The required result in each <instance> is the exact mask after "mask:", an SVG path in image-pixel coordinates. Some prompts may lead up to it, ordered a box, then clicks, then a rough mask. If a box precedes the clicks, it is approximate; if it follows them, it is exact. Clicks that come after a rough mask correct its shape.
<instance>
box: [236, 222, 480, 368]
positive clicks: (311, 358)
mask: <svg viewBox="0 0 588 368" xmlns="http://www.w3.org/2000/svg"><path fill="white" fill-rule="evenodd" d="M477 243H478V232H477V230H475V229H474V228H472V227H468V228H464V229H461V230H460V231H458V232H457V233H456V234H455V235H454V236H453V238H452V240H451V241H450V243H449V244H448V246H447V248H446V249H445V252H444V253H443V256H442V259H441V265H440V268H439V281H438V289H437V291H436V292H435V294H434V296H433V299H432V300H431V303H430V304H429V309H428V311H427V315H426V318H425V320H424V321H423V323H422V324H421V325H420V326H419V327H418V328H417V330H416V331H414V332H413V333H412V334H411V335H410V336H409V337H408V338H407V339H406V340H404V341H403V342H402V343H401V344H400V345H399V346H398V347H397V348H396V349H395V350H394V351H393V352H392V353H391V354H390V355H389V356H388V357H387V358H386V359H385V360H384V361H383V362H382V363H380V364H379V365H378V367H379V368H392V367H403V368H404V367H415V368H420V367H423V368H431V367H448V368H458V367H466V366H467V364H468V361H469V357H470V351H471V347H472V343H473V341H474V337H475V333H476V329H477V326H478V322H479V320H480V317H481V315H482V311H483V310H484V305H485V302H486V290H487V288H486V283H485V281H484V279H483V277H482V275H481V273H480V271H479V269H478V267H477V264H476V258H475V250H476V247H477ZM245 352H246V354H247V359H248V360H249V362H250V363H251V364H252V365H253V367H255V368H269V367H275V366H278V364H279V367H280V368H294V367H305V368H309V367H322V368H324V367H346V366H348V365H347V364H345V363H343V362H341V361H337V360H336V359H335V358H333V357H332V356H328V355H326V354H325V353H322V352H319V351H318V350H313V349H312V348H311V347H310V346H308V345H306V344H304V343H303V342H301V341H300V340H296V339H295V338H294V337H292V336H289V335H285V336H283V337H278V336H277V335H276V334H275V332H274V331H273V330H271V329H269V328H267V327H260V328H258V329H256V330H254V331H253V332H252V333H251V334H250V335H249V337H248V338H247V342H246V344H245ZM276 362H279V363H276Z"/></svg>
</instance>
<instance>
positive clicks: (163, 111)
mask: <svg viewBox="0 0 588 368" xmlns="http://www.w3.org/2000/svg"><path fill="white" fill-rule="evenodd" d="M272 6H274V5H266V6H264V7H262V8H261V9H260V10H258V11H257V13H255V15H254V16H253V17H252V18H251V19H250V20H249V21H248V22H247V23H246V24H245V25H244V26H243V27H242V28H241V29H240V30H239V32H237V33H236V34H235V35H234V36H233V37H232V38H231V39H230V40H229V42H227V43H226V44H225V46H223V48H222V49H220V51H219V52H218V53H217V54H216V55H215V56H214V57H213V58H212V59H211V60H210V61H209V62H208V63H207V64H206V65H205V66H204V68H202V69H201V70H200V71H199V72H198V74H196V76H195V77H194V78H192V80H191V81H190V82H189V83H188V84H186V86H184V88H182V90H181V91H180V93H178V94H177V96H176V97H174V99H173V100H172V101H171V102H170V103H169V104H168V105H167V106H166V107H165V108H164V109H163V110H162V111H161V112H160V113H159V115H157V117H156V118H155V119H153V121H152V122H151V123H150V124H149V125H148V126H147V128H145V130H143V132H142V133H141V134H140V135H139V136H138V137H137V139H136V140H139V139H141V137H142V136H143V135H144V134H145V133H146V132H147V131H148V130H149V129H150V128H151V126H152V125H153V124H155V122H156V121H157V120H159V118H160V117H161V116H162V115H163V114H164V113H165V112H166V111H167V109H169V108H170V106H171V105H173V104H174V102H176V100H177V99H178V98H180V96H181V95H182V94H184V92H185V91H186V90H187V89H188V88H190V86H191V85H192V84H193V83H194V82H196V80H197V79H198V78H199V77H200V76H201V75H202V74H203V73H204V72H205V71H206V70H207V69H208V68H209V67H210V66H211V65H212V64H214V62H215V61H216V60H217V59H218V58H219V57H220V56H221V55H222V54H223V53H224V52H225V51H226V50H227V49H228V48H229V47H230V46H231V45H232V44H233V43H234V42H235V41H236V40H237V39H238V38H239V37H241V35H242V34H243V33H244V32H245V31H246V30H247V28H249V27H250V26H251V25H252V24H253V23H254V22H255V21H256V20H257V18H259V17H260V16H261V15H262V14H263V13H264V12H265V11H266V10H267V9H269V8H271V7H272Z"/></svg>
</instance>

WHAT NEEDS TO BE DONE:
Only the number is needed here: how many lines in the data contain "positive"?

RESPONSE AREA:
2